EXERCISE DESCRIPTION: Rewrite the stretch of lines below from the one containing "For every instance of the main" through the last line, keeping the requests as they are and shifting every x and y coordinate in the answers by -103.

Point annotation dataset lines:
******

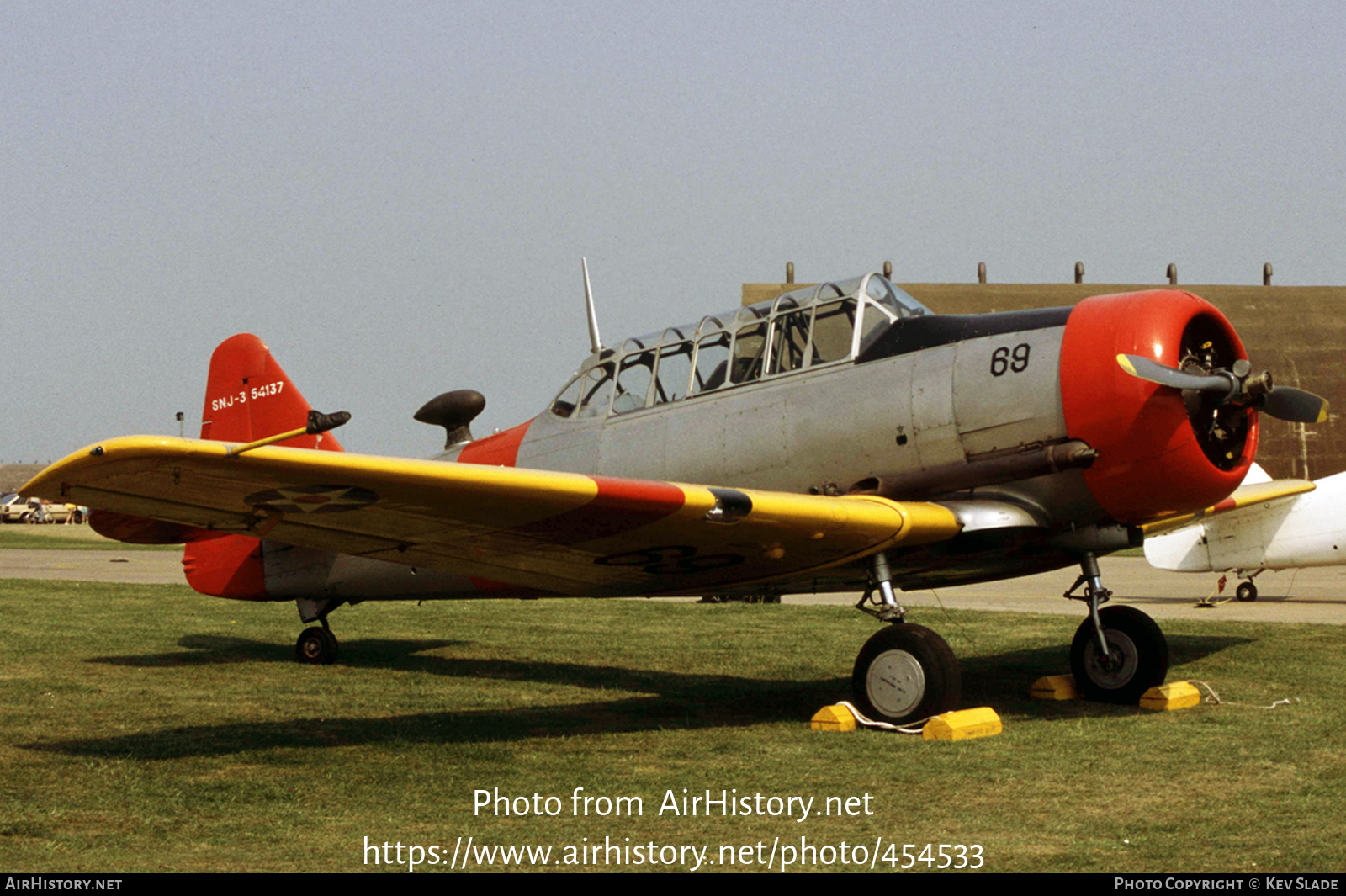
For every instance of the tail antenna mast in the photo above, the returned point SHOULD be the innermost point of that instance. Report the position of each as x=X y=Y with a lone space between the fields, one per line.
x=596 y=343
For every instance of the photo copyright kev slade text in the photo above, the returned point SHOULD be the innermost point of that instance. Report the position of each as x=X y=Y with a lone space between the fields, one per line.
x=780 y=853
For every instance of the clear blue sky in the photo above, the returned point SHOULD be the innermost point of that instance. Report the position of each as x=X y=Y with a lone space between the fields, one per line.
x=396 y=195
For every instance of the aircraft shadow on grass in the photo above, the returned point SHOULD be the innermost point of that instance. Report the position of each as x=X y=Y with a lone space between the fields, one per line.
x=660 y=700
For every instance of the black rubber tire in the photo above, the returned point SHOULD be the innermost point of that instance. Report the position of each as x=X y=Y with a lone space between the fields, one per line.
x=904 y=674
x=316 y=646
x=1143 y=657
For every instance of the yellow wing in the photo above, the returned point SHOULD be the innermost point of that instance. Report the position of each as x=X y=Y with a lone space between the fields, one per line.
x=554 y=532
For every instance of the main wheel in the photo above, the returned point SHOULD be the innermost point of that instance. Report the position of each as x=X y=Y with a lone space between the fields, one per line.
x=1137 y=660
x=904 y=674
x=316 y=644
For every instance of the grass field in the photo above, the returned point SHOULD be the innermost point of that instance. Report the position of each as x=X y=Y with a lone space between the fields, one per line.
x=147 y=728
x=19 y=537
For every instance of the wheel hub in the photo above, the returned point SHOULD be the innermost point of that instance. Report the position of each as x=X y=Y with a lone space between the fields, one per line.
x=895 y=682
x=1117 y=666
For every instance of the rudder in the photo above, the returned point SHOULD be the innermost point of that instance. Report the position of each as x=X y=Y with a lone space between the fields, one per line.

******

CORRECT OUTPUT:
For every instance of the main wheel in the photo above, the returned point SHOULD be the innermost point of that instance. Report the position of each as x=X y=Y with a lone space between the fields, one per line.
x=1034 y=557
x=801 y=571
x=213 y=541
For every instance of the grass field in the photo above, the returned point SHOULD be the innermost point of that instance. Report the position of each as x=X y=Y with a lone space between the fields, one per line.
x=44 y=625
x=-84 y=434
For every instance of the wheel hub in the photo above, the returned point SHOULD be the innermost point of that instance. Report the position of each as x=X y=Y with a lone space between the fields, one per line.
x=792 y=579
x=1014 y=563
For every instance of the rudder in the photo above, the returned point SHOULD be the innermost point of that instance. Report the position of each as x=X y=Y with a lone space between the fields, one per line.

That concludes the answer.